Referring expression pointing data
□ □ □ □ □
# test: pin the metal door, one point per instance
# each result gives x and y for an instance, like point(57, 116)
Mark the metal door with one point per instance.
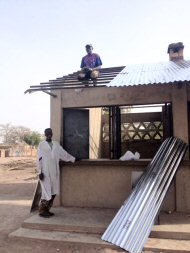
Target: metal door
point(76, 132)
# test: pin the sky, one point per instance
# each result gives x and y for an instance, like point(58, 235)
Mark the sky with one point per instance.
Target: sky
point(42, 40)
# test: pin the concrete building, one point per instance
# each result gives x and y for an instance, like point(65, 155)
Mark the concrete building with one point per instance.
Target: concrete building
point(100, 179)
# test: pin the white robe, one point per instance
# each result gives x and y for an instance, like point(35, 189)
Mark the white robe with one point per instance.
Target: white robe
point(49, 165)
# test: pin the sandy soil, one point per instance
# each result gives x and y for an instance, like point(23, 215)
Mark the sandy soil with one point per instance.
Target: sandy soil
point(17, 183)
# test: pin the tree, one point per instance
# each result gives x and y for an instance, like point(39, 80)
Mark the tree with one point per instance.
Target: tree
point(10, 134)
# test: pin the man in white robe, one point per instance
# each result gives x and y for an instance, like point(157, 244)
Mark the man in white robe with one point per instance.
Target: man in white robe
point(49, 154)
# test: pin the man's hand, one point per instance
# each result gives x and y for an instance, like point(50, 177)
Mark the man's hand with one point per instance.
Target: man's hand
point(41, 176)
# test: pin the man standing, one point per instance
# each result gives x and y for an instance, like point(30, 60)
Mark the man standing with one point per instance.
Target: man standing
point(90, 65)
point(49, 155)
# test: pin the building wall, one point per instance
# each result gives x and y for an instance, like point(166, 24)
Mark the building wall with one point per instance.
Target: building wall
point(95, 133)
point(106, 184)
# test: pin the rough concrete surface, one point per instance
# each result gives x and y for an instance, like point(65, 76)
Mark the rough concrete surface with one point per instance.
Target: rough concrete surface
point(17, 183)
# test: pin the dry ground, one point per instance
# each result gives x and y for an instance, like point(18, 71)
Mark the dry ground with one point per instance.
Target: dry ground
point(17, 183)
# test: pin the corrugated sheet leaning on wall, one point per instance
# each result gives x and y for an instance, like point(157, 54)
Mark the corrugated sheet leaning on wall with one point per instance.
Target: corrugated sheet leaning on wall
point(132, 224)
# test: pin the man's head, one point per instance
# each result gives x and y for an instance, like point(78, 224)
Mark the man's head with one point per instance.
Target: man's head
point(48, 134)
point(89, 48)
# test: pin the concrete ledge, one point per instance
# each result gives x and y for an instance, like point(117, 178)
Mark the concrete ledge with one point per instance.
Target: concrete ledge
point(86, 225)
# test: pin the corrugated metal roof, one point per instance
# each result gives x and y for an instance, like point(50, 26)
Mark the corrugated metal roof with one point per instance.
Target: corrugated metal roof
point(152, 73)
point(132, 224)
point(71, 81)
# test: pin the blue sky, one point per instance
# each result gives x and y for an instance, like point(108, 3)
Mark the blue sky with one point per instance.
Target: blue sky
point(45, 39)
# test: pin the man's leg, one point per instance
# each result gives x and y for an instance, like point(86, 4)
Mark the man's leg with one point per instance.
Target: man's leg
point(44, 208)
point(51, 204)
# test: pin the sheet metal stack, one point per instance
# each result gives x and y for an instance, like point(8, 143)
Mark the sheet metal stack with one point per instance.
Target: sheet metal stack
point(132, 224)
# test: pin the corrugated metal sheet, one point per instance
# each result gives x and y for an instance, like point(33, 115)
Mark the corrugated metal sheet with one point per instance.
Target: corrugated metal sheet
point(132, 224)
point(153, 73)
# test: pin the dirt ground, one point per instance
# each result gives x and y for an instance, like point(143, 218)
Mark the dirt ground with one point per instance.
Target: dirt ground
point(17, 184)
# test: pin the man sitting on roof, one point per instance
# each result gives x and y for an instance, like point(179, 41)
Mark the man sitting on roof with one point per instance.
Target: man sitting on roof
point(90, 65)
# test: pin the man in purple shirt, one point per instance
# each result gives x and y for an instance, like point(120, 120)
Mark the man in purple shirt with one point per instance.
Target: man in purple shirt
point(90, 65)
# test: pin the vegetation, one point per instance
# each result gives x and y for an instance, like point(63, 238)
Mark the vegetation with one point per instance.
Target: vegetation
point(12, 135)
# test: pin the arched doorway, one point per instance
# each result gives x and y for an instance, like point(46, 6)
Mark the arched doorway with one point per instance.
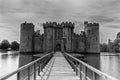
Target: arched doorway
point(58, 47)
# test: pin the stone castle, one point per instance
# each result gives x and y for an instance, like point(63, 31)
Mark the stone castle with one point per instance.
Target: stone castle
point(60, 37)
point(114, 46)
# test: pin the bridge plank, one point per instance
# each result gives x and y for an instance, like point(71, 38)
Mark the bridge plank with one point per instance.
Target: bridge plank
point(61, 69)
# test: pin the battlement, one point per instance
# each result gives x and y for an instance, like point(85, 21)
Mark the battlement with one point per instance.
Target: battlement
point(55, 24)
point(87, 24)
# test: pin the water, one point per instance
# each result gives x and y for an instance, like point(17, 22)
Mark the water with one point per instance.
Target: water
point(9, 62)
point(107, 62)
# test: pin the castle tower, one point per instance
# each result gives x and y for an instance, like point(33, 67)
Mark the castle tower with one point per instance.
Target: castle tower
point(48, 36)
point(68, 35)
point(92, 37)
point(26, 37)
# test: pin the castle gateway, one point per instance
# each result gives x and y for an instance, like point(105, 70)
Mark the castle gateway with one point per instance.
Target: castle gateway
point(60, 37)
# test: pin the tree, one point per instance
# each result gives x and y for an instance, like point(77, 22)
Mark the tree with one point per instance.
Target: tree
point(14, 45)
point(5, 44)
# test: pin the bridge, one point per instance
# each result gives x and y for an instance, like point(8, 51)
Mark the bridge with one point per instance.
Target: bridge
point(58, 66)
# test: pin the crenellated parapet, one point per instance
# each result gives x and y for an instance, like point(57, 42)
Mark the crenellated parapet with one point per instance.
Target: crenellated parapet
point(55, 24)
point(27, 25)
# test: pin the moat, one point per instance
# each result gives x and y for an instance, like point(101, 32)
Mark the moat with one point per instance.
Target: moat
point(107, 62)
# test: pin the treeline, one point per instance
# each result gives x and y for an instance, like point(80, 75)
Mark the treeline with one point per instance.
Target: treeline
point(5, 45)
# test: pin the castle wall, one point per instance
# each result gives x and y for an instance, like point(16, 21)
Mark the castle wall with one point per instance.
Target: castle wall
point(38, 44)
point(92, 37)
point(68, 35)
point(48, 37)
point(26, 34)
point(81, 44)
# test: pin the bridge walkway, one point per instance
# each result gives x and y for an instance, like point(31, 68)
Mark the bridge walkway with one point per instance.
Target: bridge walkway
point(61, 69)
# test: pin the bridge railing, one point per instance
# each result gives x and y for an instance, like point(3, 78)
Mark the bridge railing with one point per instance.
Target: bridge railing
point(30, 70)
point(85, 71)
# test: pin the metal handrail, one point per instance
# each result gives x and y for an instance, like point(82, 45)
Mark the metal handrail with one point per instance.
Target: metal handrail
point(24, 67)
point(76, 62)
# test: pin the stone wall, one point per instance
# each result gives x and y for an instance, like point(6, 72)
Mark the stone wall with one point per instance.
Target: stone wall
point(26, 34)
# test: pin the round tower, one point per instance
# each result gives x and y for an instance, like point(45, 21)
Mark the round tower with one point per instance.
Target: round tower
point(68, 35)
point(26, 37)
point(48, 36)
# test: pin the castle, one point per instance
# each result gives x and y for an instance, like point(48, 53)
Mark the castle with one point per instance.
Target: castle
point(114, 46)
point(60, 37)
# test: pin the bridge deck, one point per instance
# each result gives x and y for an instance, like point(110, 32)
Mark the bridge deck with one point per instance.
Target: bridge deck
point(61, 69)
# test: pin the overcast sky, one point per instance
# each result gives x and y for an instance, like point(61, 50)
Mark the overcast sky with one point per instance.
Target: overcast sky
point(15, 12)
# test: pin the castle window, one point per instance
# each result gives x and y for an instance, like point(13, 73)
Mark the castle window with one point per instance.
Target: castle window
point(96, 38)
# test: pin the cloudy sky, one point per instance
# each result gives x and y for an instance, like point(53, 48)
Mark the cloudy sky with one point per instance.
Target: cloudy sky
point(15, 12)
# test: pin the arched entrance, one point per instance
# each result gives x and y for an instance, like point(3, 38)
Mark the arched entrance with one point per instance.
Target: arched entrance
point(58, 47)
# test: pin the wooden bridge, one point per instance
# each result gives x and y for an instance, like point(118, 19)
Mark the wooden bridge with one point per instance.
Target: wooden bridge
point(58, 66)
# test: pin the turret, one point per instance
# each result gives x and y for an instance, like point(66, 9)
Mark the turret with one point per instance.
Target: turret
point(26, 37)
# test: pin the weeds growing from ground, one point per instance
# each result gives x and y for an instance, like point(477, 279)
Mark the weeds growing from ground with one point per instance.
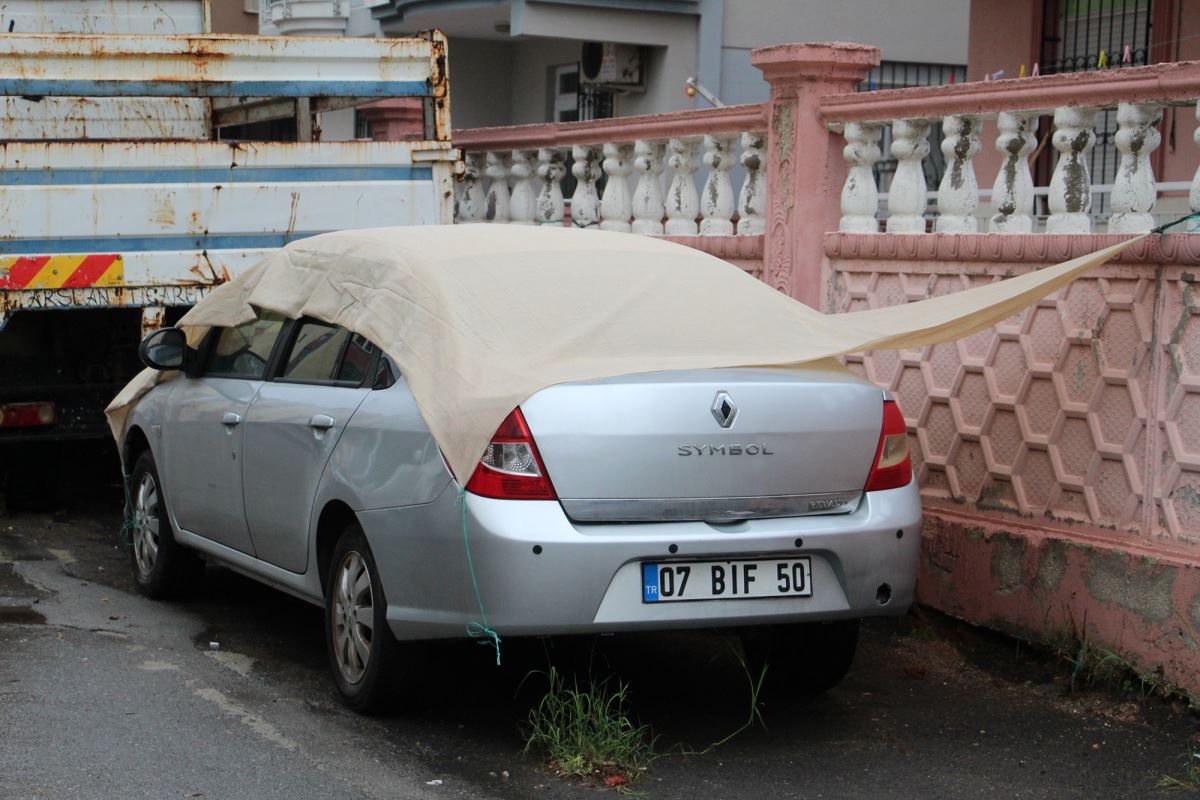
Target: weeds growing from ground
point(1191, 780)
point(587, 732)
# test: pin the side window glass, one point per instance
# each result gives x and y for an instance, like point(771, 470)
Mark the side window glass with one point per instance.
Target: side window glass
point(357, 360)
point(315, 353)
point(243, 352)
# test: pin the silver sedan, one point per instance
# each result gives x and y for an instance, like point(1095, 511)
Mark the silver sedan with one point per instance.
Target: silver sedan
point(777, 500)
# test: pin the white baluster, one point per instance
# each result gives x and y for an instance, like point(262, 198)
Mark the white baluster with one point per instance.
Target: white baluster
point(1012, 196)
point(617, 208)
point(1134, 187)
point(906, 196)
point(1071, 187)
point(717, 203)
point(1194, 194)
point(958, 194)
point(683, 202)
point(859, 194)
point(551, 170)
point(585, 200)
point(523, 204)
point(648, 209)
point(472, 204)
point(753, 197)
point(498, 166)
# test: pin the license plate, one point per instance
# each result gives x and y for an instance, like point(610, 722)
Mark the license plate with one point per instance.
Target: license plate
point(683, 581)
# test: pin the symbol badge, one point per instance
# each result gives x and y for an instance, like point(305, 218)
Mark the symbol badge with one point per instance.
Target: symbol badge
point(725, 410)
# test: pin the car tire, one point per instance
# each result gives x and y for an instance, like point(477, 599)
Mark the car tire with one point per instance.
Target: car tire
point(162, 567)
point(804, 659)
point(365, 659)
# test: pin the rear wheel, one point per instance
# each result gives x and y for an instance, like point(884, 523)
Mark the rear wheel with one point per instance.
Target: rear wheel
point(807, 659)
point(363, 653)
point(161, 566)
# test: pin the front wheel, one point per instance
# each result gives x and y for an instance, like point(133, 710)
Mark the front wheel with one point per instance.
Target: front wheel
point(803, 659)
point(161, 566)
point(363, 653)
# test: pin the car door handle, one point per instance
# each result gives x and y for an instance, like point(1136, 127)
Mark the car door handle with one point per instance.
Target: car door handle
point(322, 422)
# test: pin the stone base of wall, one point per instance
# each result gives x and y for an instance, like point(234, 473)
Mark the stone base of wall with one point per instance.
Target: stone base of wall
point(1055, 587)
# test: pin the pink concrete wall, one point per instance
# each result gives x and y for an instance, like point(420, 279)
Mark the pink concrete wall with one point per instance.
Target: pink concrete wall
point(1059, 452)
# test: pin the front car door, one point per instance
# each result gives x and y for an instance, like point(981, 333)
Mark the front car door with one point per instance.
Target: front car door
point(291, 431)
point(203, 432)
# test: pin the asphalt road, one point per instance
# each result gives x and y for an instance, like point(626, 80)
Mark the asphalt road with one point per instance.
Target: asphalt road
point(107, 695)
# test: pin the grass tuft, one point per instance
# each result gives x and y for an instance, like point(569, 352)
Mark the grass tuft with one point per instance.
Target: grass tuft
point(1191, 780)
point(588, 733)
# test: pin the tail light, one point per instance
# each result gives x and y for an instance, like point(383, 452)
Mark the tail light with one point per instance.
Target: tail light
point(28, 415)
point(893, 464)
point(511, 468)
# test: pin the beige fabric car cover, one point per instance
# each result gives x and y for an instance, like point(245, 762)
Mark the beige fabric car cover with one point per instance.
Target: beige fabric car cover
point(478, 318)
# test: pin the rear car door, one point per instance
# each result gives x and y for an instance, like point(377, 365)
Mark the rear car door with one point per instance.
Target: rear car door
point(203, 432)
point(291, 431)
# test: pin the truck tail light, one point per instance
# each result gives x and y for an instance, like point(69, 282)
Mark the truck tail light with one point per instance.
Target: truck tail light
point(892, 467)
point(511, 468)
point(28, 415)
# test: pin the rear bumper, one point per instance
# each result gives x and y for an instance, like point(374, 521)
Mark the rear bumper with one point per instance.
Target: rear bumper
point(587, 577)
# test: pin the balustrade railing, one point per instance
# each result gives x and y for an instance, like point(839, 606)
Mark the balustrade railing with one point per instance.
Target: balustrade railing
point(669, 174)
point(1071, 102)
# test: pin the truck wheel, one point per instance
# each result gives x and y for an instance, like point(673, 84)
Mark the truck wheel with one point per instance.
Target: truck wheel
point(161, 566)
point(804, 659)
point(364, 656)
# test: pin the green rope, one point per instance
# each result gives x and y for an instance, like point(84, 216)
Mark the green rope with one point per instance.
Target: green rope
point(127, 523)
point(1163, 228)
point(477, 630)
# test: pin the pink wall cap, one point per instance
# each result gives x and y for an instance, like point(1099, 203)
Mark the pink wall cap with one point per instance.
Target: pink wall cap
point(815, 60)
□ □ □ □ □
Starting with the line that holds "like point(82, 45)" and ending with the line that holds "like point(53, 48)", retype every line in the data above exactly, and nothing else.

» **Exercise answer**:
# each result gives x and y for an instance, like point(82, 45)
Mark the metal handrail with one point per instance.
Target: metal handrail
point(24, 67)
point(76, 62)
# test: pin the stone wall, one point per instance
# each result gives x and y for an instance, like point(6, 72)
Mark the stone wall with one point per instance.
Target: stone wall
point(26, 34)
# test: pin the round tower, one point per instance
# each result gives x and y for an instance, like point(45, 21)
Mark the round tower with one point per instance.
Target: round tower
point(68, 35)
point(26, 37)
point(48, 36)
# test: pin the castle, one point per instance
# each result gives x and y for an instance, like point(48, 53)
Mark the castle with one point per instance.
Target: castle
point(114, 46)
point(60, 37)
# test: pin the bridge deck, one point per instance
# each result gives x and y for an instance, like point(110, 32)
Mark the bridge deck with one point per instance.
Target: bridge deck
point(61, 69)
# test: pin the overcast sky, one point per instance
# each result gives x and y for an instance, like point(61, 50)
Mark the overcast sky with one point per instance.
Target: overcast sky
point(15, 12)
# test: pin the castle window, one point per instance
# each result gives x and y for an instance, like point(13, 73)
Mark the castle window with one point per instance.
Target: castle window
point(96, 38)
# test: pin the cloudy sky, one point per instance
# each result gives x and y for an instance, like point(53, 48)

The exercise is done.